GIVEN PASSAGE:

Before the election, Condit initiated a lawsuit against the Election Board in the Johnson Superior Court, asserting that the board had acted unlawfully by accepting Griffin's candidacy. The lawsuit cited Sendak's official opinion, arguing that Griffin was ineligible to run due to age restrictions. It further noted that the Election Board approved Griffin's candidacy six days after Sendak issued his opinion. By mutual agreement of the parties involved for a change of venue, the case was transferred to the Shelby County Circuit Court.

Griffin defeated Condit despite the pending lawsuit challenging his candidacy.
After his defeat, Condit was asked by the news media whether he intended to continue legal proceedings. He amended his lawsuit to include Griffin as a defendant. The court ruled that the Attorney General's opinion did not accurately interpret the law. The judicial decision affirmed Griffin's eligibility both as a candidate and to hold office.

Griffin won the 1974 general election against Michael A. Hunter, securing a four-year term beginning in 1975, allowing him to remain in office after the expiration of his appointive term.

=== Justice of the Peace court ===
On April 6, 1974, Griffin formally opened his courtroom in Greenwood, Indiana, and presided over cases for the first time.

As a Justice of the Peace, he adjudicated civil small claims matters including debt collection, dishonored checks, landlord-tenant disputes, and property damage claims. His criminal docket encompassed misdemeanor cases such as vehicle moving violations, breach of the peace, shoplifting, and assault.

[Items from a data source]
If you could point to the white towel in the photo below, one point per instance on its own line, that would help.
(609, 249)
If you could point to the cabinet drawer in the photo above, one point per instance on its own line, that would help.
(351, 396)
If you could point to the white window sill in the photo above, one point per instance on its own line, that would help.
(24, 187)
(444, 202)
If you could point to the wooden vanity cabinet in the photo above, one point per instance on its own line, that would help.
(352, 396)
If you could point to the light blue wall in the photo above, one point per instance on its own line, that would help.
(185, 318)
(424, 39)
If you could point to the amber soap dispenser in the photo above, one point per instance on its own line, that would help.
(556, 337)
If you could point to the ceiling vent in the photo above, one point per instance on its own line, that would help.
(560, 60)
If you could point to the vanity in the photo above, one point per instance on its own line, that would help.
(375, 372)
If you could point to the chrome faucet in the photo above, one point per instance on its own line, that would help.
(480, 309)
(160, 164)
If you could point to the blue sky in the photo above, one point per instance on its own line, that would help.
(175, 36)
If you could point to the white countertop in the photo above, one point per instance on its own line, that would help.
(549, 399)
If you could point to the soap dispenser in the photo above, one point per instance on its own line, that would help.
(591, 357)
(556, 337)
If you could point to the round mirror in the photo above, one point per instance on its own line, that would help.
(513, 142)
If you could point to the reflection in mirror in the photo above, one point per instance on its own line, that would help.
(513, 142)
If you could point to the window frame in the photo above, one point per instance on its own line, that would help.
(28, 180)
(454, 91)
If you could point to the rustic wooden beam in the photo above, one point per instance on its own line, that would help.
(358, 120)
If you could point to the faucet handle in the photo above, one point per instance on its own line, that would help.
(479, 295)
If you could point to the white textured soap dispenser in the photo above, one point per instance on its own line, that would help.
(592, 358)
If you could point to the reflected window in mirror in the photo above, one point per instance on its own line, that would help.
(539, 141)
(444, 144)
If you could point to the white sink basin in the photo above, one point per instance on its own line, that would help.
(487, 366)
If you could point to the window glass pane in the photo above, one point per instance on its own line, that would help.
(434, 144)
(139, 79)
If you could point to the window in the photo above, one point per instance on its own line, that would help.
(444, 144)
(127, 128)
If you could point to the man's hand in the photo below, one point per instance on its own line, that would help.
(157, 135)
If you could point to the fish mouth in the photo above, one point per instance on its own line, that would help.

WHAT YOU NEED TO DO: Reproduce word for word the part of the passage on Griffin's court case above that opens with the words containing "Before the election, Condit" and closes with "County Circuit Court.".

WRITTEN SOLUTION:
Before the election, Condit initiated a lawsuit against the Election Board in the Johnson Superior Court, asserting that the board had acted unlawfully by accepting Griffin's candidacy. The lawsuit cited Sendak's official opinion, arguing that Griffin was ineligible to run due to age restrictions. It further noted that the Election Board approved Griffin's candidacy six days after Sendak issued his opinion. By mutual agreement of the parties involved for a change of venue, the case was transferred to the Shelby County Circuit Court.